What is being asked:
Copy out each line of the data that contains "below".

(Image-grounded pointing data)
***
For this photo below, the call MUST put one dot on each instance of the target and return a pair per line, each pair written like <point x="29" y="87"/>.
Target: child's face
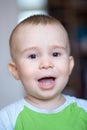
<point x="42" y="60"/>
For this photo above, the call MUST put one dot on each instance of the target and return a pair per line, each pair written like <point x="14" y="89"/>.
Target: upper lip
<point x="47" y="77"/>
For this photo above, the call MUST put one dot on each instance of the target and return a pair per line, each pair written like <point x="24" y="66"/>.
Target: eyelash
<point x="56" y="54"/>
<point x="33" y="56"/>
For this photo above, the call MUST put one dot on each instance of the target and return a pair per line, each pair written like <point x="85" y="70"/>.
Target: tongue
<point x="46" y="83"/>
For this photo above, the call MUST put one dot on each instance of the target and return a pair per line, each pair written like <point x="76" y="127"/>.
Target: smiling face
<point x="42" y="60"/>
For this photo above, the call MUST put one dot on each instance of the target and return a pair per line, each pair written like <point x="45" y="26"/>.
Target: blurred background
<point x="72" y="14"/>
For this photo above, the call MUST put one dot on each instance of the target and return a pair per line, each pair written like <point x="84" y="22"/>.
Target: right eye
<point x="32" y="56"/>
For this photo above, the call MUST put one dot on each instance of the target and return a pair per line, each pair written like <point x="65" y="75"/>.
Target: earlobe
<point x="13" y="70"/>
<point x="71" y="63"/>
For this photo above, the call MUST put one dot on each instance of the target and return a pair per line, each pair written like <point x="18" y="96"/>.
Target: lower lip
<point x="47" y="85"/>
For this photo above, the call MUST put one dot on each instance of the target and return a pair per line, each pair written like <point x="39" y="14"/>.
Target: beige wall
<point x="10" y="89"/>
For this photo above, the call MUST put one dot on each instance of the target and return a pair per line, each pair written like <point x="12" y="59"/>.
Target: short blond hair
<point x="35" y="20"/>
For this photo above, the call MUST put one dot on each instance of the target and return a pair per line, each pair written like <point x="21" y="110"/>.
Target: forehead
<point x="49" y="31"/>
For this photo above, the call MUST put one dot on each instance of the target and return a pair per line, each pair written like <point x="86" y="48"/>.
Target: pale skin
<point x="42" y="63"/>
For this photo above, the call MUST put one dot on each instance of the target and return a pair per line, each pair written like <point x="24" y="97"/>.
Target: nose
<point x="46" y="63"/>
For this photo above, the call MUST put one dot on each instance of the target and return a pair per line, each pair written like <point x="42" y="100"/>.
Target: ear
<point x="13" y="70"/>
<point x="71" y="60"/>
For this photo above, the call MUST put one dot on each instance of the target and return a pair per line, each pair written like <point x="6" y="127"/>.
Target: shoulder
<point x="81" y="103"/>
<point x="8" y="114"/>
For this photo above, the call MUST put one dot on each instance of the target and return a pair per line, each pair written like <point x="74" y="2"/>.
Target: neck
<point x="48" y="104"/>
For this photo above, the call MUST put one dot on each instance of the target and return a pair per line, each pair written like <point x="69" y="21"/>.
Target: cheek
<point x="63" y="67"/>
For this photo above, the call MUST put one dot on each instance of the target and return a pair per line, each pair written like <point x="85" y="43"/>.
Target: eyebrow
<point x="38" y="49"/>
<point x="30" y="49"/>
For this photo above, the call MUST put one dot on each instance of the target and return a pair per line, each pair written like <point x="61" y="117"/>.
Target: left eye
<point x="56" y="54"/>
<point x="32" y="56"/>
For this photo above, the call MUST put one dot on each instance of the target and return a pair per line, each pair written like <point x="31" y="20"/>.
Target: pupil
<point x="33" y="56"/>
<point x="55" y="54"/>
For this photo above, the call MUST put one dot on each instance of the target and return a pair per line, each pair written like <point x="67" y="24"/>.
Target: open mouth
<point x="47" y="82"/>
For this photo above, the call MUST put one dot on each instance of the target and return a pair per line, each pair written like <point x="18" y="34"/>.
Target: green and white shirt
<point x="72" y="115"/>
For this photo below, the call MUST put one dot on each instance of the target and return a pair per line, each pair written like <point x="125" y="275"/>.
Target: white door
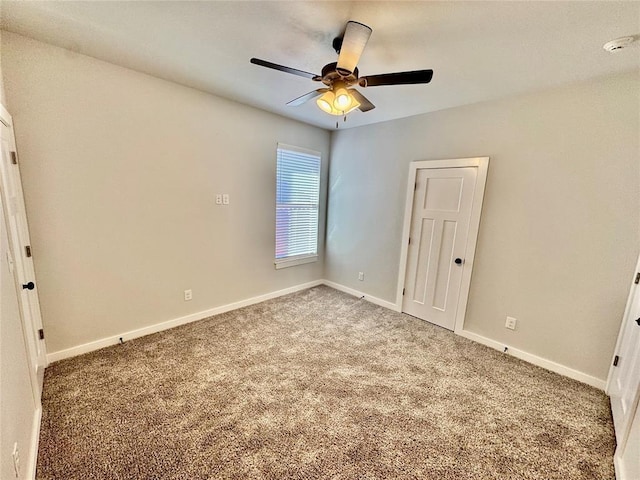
<point x="20" y="246"/>
<point x="624" y="378"/>
<point x="441" y="212"/>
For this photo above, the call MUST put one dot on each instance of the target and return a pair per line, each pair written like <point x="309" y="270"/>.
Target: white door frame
<point x="622" y="431"/>
<point x="482" y="164"/>
<point x="30" y="325"/>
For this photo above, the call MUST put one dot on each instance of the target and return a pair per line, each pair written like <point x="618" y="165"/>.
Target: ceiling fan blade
<point x="306" y="97"/>
<point x="399" y="78"/>
<point x="365" y="104"/>
<point x="282" y="68"/>
<point x="355" y="38"/>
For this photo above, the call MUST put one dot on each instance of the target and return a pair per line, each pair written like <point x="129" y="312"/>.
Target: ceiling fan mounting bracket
<point x="330" y="74"/>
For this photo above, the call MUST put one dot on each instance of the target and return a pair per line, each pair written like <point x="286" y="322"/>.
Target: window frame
<point x="301" y="259"/>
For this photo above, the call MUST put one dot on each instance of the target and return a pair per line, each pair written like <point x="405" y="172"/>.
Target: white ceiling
<point x="478" y="50"/>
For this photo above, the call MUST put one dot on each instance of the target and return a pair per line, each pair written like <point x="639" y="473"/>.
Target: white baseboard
<point x="535" y="360"/>
<point x="35" y="440"/>
<point x="356" y="293"/>
<point x="158" y="327"/>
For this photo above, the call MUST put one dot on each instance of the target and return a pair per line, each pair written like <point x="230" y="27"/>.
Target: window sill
<point x="292" y="262"/>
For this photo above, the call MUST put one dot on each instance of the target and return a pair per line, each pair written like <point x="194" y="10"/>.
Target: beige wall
<point x="120" y="172"/>
<point x="559" y="233"/>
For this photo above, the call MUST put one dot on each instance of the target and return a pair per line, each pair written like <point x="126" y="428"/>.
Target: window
<point x="297" y="197"/>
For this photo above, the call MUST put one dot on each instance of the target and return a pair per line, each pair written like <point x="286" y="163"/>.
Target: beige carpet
<point x="317" y="384"/>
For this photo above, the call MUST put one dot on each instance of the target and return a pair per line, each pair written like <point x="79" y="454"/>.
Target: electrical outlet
<point x="16" y="459"/>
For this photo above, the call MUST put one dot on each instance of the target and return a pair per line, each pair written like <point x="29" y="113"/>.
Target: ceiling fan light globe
<point x="342" y="101"/>
<point x="325" y="102"/>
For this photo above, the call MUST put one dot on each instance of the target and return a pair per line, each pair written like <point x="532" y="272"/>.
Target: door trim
<point x="623" y="431"/>
<point x="482" y="164"/>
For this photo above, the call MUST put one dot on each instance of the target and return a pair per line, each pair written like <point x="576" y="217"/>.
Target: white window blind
<point x="297" y="197"/>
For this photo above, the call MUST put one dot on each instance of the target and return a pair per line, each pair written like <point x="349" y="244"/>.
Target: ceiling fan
<point x="339" y="97"/>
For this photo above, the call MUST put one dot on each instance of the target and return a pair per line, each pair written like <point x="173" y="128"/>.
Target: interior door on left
<point x="18" y="230"/>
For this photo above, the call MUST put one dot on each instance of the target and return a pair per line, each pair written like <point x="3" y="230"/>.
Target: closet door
<point x="623" y="385"/>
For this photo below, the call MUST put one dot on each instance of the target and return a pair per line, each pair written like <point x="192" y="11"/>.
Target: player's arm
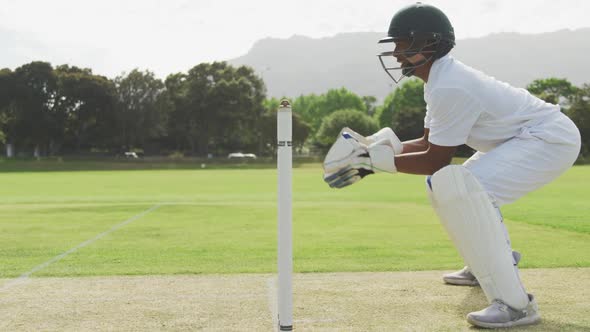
<point x="418" y="144"/>
<point x="425" y="162"/>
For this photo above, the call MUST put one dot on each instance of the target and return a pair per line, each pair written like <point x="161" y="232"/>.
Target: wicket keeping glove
<point x="352" y="157"/>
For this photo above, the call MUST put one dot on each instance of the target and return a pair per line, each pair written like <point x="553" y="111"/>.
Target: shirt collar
<point x="435" y="70"/>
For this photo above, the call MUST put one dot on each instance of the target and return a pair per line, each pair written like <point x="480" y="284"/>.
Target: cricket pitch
<point x="388" y="301"/>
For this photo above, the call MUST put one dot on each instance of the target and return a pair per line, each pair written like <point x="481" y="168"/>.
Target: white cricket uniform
<point x="522" y="142"/>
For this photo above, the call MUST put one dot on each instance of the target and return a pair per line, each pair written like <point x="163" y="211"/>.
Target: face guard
<point x="417" y="54"/>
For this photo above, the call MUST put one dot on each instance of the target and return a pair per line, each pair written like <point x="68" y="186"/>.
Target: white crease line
<point x="25" y="276"/>
<point x="272" y="302"/>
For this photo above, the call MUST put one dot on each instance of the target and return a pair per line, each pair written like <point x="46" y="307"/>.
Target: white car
<point x="239" y="155"/>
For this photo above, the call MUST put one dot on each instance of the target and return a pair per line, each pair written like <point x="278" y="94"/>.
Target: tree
<point x="579" y="112"/>
<point x="6" y="100"/>
<point x="84" y="114"/>
<point x="410" y="95"/>
<point x="217" y="107"/>
<point x="35" y="92"/>
<point x="354" y="119"/>
<point x="313" y="109"/>
<point x="552" y="90"/>
<point x="141" y="108"/>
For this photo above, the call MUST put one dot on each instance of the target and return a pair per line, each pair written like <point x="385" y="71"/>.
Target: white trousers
<point x="538" y="155"/>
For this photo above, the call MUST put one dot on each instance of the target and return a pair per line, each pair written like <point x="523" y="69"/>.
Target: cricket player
<point x="522" y="143"/>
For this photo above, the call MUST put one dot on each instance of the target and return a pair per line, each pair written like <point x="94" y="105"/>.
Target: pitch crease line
<point x="25" y="276"/>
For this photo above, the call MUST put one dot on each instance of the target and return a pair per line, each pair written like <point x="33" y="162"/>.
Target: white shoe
<point x="500" y="315"/>
<point x="464" y="277"/>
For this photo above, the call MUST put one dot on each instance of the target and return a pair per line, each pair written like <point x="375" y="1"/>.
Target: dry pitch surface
<point x="391" y="301"/>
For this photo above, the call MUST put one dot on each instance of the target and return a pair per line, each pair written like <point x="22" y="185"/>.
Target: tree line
<point x="211" y="110"/>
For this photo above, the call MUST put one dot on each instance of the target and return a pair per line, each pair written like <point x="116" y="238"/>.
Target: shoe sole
<point x="461" y="282"/>
<point x="529" y="320"/>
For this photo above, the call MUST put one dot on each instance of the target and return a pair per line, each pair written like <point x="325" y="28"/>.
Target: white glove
<point x="350" y="158"/>
<point x="388" y="134"/>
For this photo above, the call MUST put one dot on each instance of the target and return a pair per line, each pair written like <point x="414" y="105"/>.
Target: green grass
<point x="224" y="221"/>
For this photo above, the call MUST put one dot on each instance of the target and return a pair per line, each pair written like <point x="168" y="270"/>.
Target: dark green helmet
<point x="428" y="31"/>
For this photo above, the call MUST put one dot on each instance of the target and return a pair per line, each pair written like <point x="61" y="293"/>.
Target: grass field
<point x="140" y="247"/>
<point x="206" y="221"/>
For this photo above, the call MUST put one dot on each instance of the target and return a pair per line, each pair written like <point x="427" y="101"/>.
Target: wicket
<point x="285" y="241"/>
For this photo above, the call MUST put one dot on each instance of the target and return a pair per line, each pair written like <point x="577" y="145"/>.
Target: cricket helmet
<point x="427" y="30"/>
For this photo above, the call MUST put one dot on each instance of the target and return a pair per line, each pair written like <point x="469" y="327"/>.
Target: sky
<point x="169" y="36"/>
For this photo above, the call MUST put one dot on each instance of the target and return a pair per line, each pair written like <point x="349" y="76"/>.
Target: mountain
<point x="303" y="65"/>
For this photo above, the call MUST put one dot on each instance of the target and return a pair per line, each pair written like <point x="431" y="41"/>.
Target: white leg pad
<point x="475" y="227"/>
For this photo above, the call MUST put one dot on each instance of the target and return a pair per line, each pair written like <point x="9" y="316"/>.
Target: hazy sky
<point x="111" y="36"/>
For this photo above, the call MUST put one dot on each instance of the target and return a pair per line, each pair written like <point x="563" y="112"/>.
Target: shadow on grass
<point x="61" y="165"/>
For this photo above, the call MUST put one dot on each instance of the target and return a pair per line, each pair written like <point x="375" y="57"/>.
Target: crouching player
<point x="522" y="143"/>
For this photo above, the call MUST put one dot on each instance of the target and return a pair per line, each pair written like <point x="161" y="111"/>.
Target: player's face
<point x="403" y="45"/>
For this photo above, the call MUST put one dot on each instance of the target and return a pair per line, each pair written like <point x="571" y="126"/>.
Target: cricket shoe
<point x="464" y="277"/>
<point x="501" y="315"/>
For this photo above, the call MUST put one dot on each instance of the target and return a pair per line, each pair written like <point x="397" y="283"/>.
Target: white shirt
<point x="465" y="106"/>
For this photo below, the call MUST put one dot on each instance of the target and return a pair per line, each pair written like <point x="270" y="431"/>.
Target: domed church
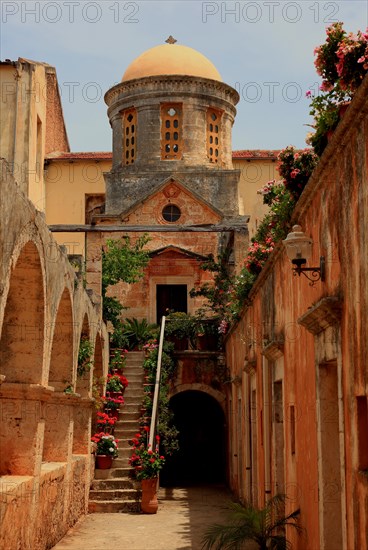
<point x="171" y="118"/>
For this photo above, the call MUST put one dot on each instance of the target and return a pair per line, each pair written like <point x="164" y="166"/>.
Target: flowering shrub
<point x="104" y="421"/>
<point x="113" y="402"/>
<point x="150" y="345"/>
<point x="257" y="255"/>
<point x="106" y="444"/>
<point x="116" y="383"/>
<point x="118" y="359"/>
<point x="343" y="59"/>
<point x="295" y="167"/>
<point x="146" y="462"/>
<point x="342" y="62"/>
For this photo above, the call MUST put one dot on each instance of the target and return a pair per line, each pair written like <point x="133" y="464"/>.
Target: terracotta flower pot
<point x="149" y="503"/>
<point x="103" y="462"/>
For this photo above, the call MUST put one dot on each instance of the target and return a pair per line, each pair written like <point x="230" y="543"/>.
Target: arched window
<point x="171" y="213"/>
<point x="129" y="136"/>
<point x="214" y="135"/>
<point x="171" y="131"/>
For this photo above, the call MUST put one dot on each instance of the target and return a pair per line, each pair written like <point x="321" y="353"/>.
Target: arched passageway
<point x="22" y="337"/>
<point x="202" y="455"/>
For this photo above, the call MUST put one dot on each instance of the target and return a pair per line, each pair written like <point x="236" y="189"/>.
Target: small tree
<point x="265" y="526"/>
<point x="121" y="262"/>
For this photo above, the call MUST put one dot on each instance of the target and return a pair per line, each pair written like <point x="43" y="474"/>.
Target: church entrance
<point x="202" y="455"/>
<point x="171" y="298"/>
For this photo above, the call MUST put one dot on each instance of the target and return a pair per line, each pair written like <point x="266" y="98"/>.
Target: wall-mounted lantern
<point x="299" y="248"/>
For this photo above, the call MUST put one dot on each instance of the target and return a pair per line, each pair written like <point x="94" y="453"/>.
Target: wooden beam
<point x="145" y="228"/>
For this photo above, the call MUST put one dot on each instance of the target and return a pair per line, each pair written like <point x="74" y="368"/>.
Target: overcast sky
<point x="264" y="49"/>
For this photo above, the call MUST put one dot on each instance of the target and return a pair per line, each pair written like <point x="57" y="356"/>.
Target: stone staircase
<point x="112" y="490"/>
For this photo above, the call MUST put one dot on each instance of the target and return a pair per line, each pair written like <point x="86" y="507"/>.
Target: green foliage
<point x="219" y="292"/>
<point x="265" y="526"/>
<point x="165" y="427"/>
<point x="147" y="462"/>
<point x="180" y="324"/>
<point x="111" y="310"/>
<point x="296" y="167"/>
<point x="84" y="356"/>
<point x="123" y="261"/>
<point x="118" y="338"/>
<point x="276" y="223"/>
<point x="117" y="360"/>
<point x="137" y="333"/>
<point x="106" y="444"/>
<point x="342" y="62"/>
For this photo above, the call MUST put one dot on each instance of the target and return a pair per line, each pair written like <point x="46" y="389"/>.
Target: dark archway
<point x="202" y="455"/>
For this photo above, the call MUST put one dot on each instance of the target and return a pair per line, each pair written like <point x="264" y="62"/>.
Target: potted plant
<point x="106" y="449"/>
<point x="85" y="354"/>
<point x="138" y="332"/>
<point x="113" y="404"/>
<point x="147" y="464"/>
<point x="116" y="384"/>
<point x="118" y="360"/>
<point x="181" y="327"/>
<point x="265" y="526"/>
<point x="105" y="423"/>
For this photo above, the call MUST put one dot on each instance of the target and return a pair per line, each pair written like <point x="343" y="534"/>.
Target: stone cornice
<point x="273" y="350"/>
<point x="15" y="390"/>
<point x="164" y="85"/>
<point x="324" y="314"/>
<point x="356" y="111"/>
<point x="341" y="136"/>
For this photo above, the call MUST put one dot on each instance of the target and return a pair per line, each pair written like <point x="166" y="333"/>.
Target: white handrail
<point x="157" y="385"/>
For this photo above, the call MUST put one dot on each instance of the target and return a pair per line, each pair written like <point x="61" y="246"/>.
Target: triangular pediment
<point x="176" y="252"/>
<point x="193" y="209"/>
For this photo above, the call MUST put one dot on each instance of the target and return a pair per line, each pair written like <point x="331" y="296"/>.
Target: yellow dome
<point x="170" y="59"/>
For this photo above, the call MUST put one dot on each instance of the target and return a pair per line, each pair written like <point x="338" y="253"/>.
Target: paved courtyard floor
<point x="183" y="516"/>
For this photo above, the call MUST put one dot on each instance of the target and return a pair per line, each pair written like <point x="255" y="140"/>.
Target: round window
<point x="171" y="213"/>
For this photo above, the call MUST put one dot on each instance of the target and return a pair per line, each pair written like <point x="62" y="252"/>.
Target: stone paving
<point x="183" y="516"/>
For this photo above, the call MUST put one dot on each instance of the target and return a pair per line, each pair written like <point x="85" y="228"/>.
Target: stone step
<point x="113" y="506"/>
<point x="121" y="472"/>
<point x="115" y="483"/>
<point x="126" y="433"/>
<point x="113" y="494"/>
<point x="112" y="473"/>
<point x="133" y="400"/>
<point x="122" y="461"/>
<point x="130" y="415"/>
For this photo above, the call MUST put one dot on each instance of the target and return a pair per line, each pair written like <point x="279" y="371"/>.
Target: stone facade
<point x="298" y="402"/>
<point x="45" y="459"/>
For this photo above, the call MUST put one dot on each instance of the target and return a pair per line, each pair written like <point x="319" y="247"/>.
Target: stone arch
<point x="82" y="414"/>
<point x="61" y="361"/>
<point x="83" y="381"/>
<point x="217" y="395"/>
<point x="98" y="366"/>
<point x="201" y="422"/>
<point x="22" y="336"/>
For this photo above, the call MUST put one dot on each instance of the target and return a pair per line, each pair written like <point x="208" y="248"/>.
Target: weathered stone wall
<point x="45" y="452"/>
<point x="297" y="358"/>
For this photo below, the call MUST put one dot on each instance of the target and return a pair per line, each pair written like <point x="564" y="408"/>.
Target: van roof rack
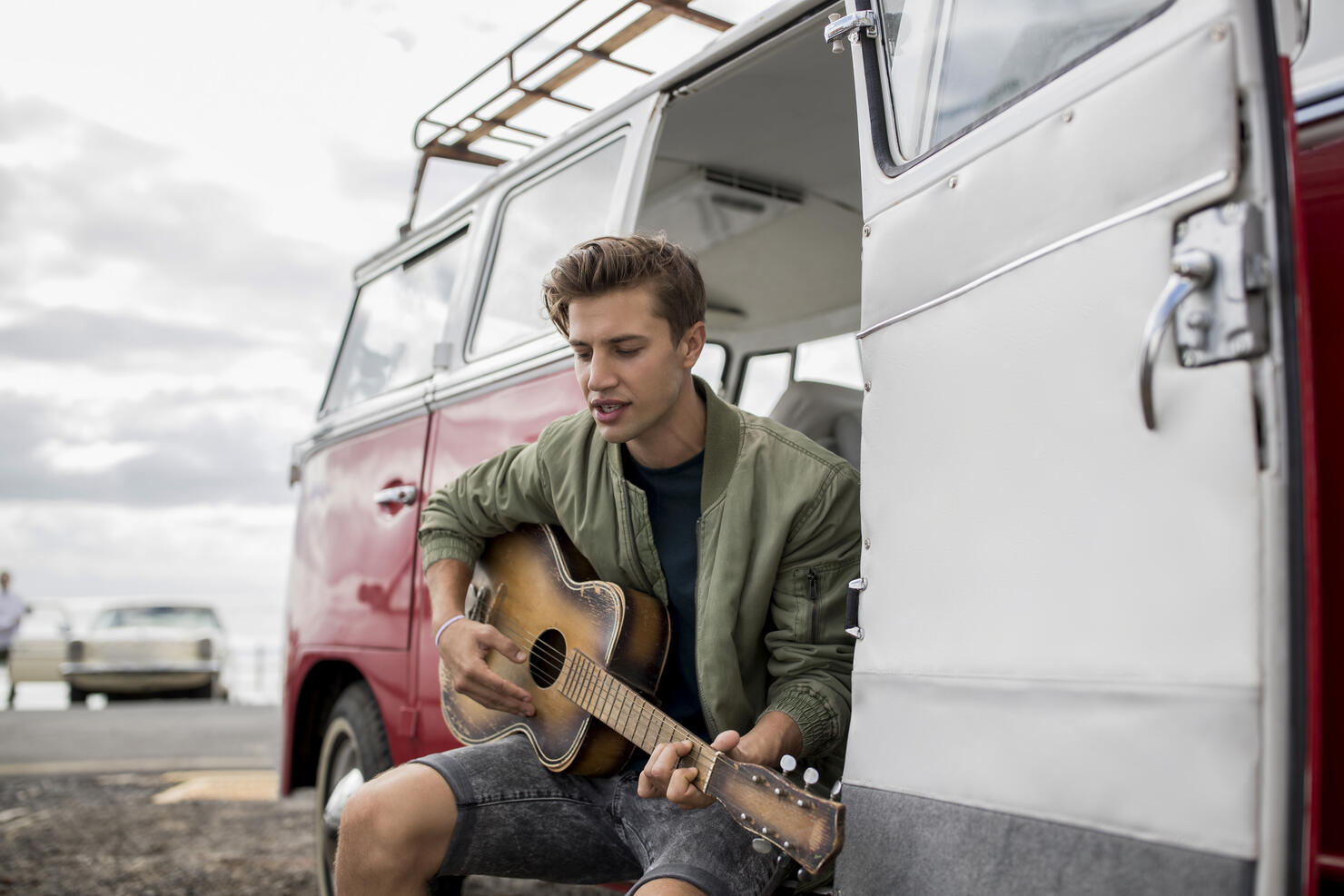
***
Completed exercise:
For this photo below, the call MUST put one dot on each instance of the target and return a pair per line, each pair written like <point x="29" y="87"/>.
For this photo below, the call MUST put one dot on each instance of the target and return a pair per line, each pair written like <point x="125" y="275"/>.
For this photo below, the call MUST put one dot on each instance of the target and return a pair per line, each pair written like <point x="192" y="11"/>.
For this photo below, the call MUST put one dot on each instance of the target and return a pair per line, each pair written like <point x="270" y="431"/>.
For this photo below, the call MUST put one dot on each instance of the target and return a pair per line, each pair written like <point x="564" y="408"/>.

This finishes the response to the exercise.